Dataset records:
((

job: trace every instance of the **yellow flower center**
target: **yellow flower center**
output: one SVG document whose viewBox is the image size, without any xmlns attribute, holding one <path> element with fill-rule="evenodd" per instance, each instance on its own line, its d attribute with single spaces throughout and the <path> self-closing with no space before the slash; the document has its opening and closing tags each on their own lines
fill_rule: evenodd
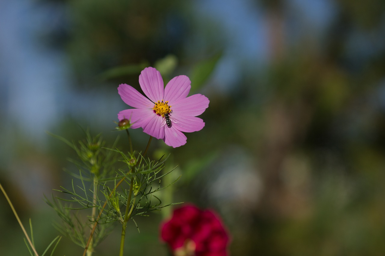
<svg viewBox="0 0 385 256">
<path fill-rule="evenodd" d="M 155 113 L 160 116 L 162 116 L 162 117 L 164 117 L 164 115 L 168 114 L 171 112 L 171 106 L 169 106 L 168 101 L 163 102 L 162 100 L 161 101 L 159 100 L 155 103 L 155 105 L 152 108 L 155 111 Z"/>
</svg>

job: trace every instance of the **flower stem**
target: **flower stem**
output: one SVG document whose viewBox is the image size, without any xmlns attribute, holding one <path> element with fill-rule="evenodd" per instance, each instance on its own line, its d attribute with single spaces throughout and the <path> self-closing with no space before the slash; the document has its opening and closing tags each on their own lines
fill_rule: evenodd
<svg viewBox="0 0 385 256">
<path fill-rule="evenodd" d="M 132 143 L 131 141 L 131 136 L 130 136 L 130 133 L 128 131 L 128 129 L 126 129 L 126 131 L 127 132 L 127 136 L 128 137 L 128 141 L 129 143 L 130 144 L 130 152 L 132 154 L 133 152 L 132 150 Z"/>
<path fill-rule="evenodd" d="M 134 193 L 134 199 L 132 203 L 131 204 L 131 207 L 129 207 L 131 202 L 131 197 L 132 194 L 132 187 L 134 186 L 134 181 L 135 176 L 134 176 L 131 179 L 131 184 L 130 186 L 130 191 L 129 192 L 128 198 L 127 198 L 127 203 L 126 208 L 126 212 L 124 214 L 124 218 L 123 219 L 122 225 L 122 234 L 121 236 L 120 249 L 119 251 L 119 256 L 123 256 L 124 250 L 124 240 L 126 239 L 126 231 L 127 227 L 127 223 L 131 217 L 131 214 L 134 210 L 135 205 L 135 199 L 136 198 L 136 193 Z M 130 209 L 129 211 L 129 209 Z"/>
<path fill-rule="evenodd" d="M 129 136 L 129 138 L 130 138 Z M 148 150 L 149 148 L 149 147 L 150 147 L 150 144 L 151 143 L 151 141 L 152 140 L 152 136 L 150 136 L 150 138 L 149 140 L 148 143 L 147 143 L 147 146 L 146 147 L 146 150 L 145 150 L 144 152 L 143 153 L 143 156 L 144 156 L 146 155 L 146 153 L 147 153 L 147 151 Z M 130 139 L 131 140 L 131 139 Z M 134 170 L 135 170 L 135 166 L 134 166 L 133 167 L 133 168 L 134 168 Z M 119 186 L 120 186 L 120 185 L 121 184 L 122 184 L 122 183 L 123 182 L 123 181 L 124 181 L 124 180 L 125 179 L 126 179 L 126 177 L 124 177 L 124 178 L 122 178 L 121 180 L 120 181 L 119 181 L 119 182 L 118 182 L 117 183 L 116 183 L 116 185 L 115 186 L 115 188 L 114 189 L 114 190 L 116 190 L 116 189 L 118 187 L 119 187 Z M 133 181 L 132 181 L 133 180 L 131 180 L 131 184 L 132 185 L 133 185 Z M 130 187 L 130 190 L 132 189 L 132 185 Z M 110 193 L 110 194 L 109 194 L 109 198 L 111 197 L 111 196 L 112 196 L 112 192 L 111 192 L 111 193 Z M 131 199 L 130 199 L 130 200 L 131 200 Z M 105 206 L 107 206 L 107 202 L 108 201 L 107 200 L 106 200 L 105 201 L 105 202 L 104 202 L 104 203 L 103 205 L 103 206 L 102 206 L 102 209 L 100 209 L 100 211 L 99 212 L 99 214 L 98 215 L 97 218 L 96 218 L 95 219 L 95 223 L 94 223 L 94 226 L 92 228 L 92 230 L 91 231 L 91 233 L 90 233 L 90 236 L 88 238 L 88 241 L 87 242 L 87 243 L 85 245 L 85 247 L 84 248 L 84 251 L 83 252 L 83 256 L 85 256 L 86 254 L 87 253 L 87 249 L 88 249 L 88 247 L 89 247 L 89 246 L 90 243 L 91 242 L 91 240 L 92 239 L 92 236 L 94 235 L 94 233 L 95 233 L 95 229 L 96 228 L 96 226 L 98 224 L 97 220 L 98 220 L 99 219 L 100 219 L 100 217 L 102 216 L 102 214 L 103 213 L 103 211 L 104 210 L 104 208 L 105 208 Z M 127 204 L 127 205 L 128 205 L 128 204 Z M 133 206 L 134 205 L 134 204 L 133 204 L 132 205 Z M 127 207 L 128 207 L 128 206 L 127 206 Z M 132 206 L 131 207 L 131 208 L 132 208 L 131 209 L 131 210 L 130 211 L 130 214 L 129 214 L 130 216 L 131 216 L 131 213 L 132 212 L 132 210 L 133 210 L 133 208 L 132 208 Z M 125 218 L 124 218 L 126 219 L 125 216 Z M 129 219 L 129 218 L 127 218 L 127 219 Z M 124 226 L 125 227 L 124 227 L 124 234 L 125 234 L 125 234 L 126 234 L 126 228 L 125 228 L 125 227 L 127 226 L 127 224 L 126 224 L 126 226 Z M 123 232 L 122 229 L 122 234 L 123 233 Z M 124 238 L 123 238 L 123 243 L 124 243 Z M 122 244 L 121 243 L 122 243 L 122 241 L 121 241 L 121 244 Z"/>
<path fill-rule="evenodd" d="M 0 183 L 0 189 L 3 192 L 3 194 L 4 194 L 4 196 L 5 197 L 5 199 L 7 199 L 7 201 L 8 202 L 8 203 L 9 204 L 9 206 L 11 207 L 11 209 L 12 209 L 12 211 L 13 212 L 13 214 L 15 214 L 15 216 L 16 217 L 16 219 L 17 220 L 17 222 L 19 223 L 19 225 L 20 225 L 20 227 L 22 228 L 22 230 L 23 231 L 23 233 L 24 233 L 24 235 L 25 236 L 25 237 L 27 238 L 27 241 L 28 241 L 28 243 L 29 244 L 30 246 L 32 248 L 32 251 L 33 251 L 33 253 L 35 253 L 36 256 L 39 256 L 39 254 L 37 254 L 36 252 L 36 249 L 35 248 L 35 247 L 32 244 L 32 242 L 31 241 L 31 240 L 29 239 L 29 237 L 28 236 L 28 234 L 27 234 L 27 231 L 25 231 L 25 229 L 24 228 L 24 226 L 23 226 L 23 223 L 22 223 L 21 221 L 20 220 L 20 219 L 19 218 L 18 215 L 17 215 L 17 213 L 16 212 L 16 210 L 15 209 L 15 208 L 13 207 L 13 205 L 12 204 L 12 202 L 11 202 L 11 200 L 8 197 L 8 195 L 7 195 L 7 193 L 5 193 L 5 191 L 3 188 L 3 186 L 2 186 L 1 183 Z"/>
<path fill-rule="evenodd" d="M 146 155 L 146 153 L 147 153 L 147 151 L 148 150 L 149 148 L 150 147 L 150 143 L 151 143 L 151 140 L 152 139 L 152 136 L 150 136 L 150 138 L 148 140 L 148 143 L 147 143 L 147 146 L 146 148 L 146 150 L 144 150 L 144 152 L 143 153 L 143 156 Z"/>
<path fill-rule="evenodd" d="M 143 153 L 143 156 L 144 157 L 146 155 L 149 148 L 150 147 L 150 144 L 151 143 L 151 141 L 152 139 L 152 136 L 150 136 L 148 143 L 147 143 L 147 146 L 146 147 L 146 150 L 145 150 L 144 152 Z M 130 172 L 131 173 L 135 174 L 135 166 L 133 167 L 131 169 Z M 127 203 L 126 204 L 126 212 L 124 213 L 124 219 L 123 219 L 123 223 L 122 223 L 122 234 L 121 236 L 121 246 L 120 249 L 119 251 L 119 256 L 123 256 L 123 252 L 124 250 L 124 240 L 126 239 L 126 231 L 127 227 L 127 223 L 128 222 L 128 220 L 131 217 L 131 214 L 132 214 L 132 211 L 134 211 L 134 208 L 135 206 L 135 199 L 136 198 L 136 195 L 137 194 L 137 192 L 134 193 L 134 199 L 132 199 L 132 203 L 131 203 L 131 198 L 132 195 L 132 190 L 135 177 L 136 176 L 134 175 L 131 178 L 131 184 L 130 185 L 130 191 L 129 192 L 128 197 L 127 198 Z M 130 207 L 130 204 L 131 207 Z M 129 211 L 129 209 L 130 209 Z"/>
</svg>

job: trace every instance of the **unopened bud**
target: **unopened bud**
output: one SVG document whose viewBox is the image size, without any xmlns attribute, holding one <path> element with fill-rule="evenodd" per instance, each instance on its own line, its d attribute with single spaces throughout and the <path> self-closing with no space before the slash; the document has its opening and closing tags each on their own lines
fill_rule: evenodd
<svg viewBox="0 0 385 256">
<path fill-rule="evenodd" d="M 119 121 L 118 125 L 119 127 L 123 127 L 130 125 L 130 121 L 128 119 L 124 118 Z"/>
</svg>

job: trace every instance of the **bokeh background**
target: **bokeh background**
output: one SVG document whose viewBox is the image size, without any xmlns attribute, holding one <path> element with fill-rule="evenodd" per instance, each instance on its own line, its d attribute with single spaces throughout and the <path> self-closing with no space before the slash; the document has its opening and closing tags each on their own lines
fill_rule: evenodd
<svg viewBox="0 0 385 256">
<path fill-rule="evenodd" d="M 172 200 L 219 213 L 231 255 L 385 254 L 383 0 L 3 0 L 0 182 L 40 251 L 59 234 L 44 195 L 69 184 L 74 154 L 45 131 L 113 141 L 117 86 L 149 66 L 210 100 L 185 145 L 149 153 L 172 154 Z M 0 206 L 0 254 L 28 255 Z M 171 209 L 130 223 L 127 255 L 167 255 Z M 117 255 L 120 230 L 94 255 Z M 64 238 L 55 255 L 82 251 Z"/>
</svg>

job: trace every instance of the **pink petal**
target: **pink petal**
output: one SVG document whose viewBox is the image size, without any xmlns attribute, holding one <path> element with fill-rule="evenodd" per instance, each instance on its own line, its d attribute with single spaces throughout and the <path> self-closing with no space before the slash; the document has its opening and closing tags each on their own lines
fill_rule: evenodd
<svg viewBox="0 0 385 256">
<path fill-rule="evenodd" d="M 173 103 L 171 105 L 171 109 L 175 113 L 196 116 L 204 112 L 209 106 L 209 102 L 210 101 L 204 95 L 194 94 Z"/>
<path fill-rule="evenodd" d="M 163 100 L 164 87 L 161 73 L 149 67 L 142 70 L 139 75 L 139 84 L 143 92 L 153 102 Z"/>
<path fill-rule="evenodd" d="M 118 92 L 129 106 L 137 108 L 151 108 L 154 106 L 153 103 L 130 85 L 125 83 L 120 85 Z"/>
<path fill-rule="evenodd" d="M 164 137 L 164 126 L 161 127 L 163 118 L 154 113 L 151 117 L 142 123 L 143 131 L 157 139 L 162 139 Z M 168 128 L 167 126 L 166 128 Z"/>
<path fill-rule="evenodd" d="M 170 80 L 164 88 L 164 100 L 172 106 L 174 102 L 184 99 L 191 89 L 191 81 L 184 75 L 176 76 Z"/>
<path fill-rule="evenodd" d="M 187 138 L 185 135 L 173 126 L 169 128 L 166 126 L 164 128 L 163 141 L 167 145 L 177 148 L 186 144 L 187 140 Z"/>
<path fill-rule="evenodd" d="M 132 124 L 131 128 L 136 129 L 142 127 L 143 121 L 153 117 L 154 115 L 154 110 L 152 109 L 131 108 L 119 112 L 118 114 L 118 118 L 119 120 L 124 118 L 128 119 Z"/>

))

# [PROBLEM TO WORK ON]
Return every line of the data above that contains the word "pink", matching case exactly.

# [ANSWER]
job: trace every instance of the **pink petal**
target: **pink petal**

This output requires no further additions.